# MATERIAL FOR THIS TASK
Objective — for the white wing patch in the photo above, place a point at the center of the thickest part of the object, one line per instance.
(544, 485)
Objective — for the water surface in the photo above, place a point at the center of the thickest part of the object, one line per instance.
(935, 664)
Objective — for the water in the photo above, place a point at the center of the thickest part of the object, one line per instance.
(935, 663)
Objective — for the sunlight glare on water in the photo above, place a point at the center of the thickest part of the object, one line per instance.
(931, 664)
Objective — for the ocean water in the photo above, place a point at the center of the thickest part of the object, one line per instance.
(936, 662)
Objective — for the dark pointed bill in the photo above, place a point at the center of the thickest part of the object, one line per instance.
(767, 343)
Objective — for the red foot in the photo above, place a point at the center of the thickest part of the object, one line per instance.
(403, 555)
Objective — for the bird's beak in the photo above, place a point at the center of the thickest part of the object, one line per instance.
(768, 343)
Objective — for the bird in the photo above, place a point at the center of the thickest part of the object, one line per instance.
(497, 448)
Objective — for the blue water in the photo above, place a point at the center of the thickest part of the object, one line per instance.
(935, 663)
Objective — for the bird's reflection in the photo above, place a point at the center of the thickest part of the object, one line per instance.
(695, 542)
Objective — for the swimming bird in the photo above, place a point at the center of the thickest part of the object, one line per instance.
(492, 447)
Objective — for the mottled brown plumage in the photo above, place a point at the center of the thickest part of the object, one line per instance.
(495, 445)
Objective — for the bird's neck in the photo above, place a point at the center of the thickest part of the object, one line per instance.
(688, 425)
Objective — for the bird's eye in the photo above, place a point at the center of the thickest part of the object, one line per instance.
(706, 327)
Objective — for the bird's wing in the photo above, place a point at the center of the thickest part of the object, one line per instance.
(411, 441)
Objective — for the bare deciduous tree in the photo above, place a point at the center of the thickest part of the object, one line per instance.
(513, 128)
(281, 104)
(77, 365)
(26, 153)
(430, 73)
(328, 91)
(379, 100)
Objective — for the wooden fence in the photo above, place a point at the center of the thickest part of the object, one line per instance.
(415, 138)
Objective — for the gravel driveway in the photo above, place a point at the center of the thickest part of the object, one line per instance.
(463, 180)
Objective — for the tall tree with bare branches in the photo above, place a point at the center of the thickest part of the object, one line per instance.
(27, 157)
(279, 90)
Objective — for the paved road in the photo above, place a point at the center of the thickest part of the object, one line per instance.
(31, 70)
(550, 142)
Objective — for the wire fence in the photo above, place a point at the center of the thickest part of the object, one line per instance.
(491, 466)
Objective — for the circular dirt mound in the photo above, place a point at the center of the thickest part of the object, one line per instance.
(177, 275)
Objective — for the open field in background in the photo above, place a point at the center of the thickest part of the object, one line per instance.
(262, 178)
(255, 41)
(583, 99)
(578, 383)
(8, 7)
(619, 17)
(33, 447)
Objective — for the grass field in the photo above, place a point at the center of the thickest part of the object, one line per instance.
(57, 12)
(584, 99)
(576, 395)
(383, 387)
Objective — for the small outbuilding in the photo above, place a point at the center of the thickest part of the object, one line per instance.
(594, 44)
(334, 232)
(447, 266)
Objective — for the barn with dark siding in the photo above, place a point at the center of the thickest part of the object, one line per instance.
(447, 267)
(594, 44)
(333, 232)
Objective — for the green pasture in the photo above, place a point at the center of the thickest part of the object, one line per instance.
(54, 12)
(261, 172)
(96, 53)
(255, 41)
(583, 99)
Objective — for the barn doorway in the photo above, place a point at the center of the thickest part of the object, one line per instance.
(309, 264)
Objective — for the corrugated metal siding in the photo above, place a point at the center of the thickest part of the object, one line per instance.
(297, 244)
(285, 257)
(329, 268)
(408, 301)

# GIVEN INSTRUCTION
Output the full listing without altering anything.

# TASK OUTPUT
Objective — for the white wing patch in the photo above, place a point at the center of the thickest part of the object, one line per instance.
(544, 485)
Objective — for the water surface in the photo above, place a point at the center of the thickest part of the object, one line per instance.
(935, 664)
Objective — for the water in the photo above, place a point at the center of the thickest part of the object, one line per instance.
(935, 663)
Objective — for the sunlight glare on water in the photo above, place a point at the center of the thickest part of the object, one line per instance.
(931, 664)
Objective — for the ocean water in the photo above, place a point at the center of the thickest part of the object, one line per instance.
(936, 662)
Objective — for the dark pointed bill in the photo above, place a point at the center of the thickest part of the object, one line per instance.
(767, 343)
Objective — for the red foot in the photo above, place a point at the center of the thickest part of the object, one line per instance.
(403, 555)
Objective — for the bird's beak in the photo above, place a point at the center of the thickest part of the object, one line per instance.
(768, 343)
Objective — for the bird in the photo above, place a point at the center of the thickest part of the object, one line per instance.
(497, 448)
Objective — for the blue water in the photo above, place a point at the center of the thickest part of the object, one line per instance.
(935, 663)
Objective — for the bird's reflection in the photo above, place a point at the center of the thickest part of the object, one line per instance.
(695, 542)
Objective — for the swimming bird in the photo above, place a point at the center of the thickest part of the object, one line per instance.
(492, 447)
Objective — for the mottled brown plumage in the photo above, place a point at the center of the thickest part of the object, one line per instance.
(495, 445)
Objective — for the bird's neck in the photo above, place a point at the center of the thickest part of the object, one line per instance.
(688, 425)
Objective — for the bird's eye in the photo above, place a point at the center of the thickest part of the object, one line per instance.
(706, 327)
Objective — for the bird's wing in the photo above, place a point at the center of the thickest part of the object, one line per instance.
(411, 441)
Objective — for the bare deciduous tree in the photo above, place a point at the center of the thickest part of the object, one line per instance.
(513, 128)
(281, 104)
(77, 365)
(26, 153)
(430, 73)
(328, 91)
(379, 100)
Objective — for the wooden fence in the photo above, place a point at the center of the thickest part of the object, one line per instance.
(415, 138)
Objective — for the gravel driveway in the photo above, place a point at the center of the thickest part of the object, one line per instance.
(463, 180)
Objective — for the tall tree with bare branches in the photo above, place a point at the center of the thickest part of the object, one line per instance.
(27, 157)
(279, 90)
Objective — for the paved road in the photo above, place a point at the center of the thickest part of the object, one line per instance.
(31, 70)
(550, 142)
Objective — for the wire fence in the photo above, place a point at the center of the thickest part of the object, one line per instance.
(491, 466)
Objective — for the circular dirt mound in the photo above, place a point at the center of the thickest part of the object, one line per instance.
(177, 275)
Objective — for the open field in background in the photo above, place a point at the center of the thickest part of the object, one line per instance.
(262, 178)
(255, 41)
(583, 99)
(578, 383)
(8, 7)
(619, 17)
(33, 447)
Objective — for the grass field in the photo above, place a point at the center of the thickest part of the object, one line per instance.
(57, 12)
(584, 99)
(576, 395)
(383, 387)
Objective — for the small outbuilding in the photo above, place a point at the center of the thickest part of the object, one line per instance.
(594, 44)
(334, 232)
(447, 266)
Objective — for the barn with dark siding in the photo above, place a point at the center of the thickest part of the object, one line per instance.
(447, 267)
(594, 44)
(333, 232)
Objective — for the green pasture in the photo above, place a point at the center of the thickest part of the object, one line per instance.
(54, 12)
(261, 172)
(96, 53)
(255, 41)
(583, 99)
Objective — for the barn doorway in the photo above, place a point at the center of the thickest part of the object, one line per instance.
(309, 264)
Objective — for the corrugated metal siding in the photo above, place a point at the center of the thickest part of the object, one line per instance.
(297, 244)
(285, 257)
(329, 268)
(408, 301)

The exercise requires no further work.